(AIM OF THE TASK) Update the part of the data that opens with the line containing "face, one point per instance." and closes with the line containing "[[52, 119]]" by replacing "Point out" with "Indicate" everywhere it occurs, leaving all else unchanged. Return only those lines.

=== MATERIAL ===

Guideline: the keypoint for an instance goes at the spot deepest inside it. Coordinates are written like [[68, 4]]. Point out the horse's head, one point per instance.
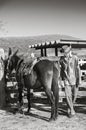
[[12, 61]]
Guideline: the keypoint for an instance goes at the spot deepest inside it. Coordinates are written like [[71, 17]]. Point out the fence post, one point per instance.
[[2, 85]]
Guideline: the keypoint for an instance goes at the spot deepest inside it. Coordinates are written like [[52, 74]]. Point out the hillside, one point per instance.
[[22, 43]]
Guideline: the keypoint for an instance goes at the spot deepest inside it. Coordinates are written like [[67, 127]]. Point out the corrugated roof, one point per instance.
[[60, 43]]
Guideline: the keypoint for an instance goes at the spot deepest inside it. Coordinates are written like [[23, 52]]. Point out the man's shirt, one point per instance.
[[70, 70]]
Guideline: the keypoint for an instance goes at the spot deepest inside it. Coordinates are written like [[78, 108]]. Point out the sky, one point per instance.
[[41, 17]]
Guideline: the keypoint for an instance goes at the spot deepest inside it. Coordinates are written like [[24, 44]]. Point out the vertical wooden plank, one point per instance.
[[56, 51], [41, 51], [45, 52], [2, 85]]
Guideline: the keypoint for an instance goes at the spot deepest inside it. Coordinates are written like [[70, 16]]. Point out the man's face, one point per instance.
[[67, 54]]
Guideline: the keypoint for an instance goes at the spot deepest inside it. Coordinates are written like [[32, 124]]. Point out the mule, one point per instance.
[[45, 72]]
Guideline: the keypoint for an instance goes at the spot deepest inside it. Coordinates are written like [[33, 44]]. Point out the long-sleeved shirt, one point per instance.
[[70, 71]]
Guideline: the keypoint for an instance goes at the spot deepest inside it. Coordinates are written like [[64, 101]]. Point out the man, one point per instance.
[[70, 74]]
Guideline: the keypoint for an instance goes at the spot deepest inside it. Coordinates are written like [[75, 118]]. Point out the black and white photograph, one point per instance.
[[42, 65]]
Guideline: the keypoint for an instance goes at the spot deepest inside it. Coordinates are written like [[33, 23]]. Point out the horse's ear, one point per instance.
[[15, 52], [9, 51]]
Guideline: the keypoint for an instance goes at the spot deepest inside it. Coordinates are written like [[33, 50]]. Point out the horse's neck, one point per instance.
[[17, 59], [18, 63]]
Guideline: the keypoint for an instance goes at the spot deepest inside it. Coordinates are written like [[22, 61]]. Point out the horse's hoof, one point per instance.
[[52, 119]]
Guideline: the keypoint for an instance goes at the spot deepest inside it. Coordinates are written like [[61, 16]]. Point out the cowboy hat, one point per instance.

===
=== MATERIAL ===

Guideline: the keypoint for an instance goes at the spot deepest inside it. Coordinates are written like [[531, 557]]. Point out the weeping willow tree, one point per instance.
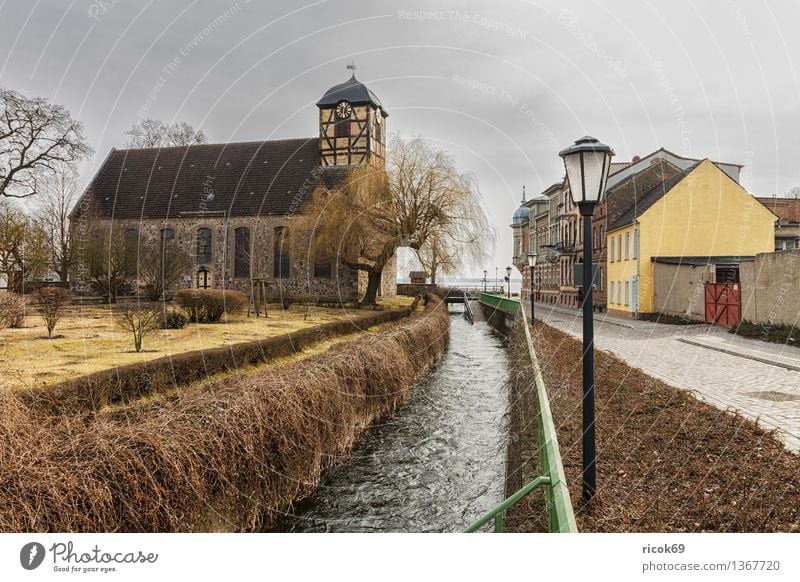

===

(WRITTEN ANSWER)
Guideline: the keypoint for an instance goes at the spot deepest inside it. Coordinates are written like [[70, 16]]. Indicate the man's face, one point per instance.
[[67, 54]]
Guideline: the keypoint for an instance goes at the spot deepest inside it. Coordinates are written like [[32, 124]]. Indicate the mule, one point per instance.
[[45, 72]]
Guideline: the keypoint for an instance goes at the spot deepest inside it. Coordinates are written like [[33, 44]]. Indicate the long-sleeved shirt, one point per instance.
[[70, 71]]
Guideline: the keypoint for an instance goes at the spot deepest inside it. Coordinates are written like [[64, 101]]. Indicate the man, one point per instance.
[[70, 74]]
Guideline: the keypoint for an instance goes at the spot deepest inside it. Coordinates are written like [[75, 118]]. Indicate the black and white photograph, one point per instance.
[[42, 65]]
Guideline: the keypoint for an instance goes at the spot deepest inside it. Coordinates are written like [[33, 23]]. Indicate the horse's ear, one point per instance.
[[15, 52], [9, 51]]
Guideline: the keypoint for an instance goes at the spot deepest inside it. Coordinates are written like [[33, 50]]. Indicate the horse's neck, one point per instance.
[[17, 59], [18, 63]]
Guideline: the keypoint for an instance goes at the spot deepest inside it. Coordinates are written like [[22, 61]]. Indicate the horse's hoof, one point per instance.
[[52, 119]]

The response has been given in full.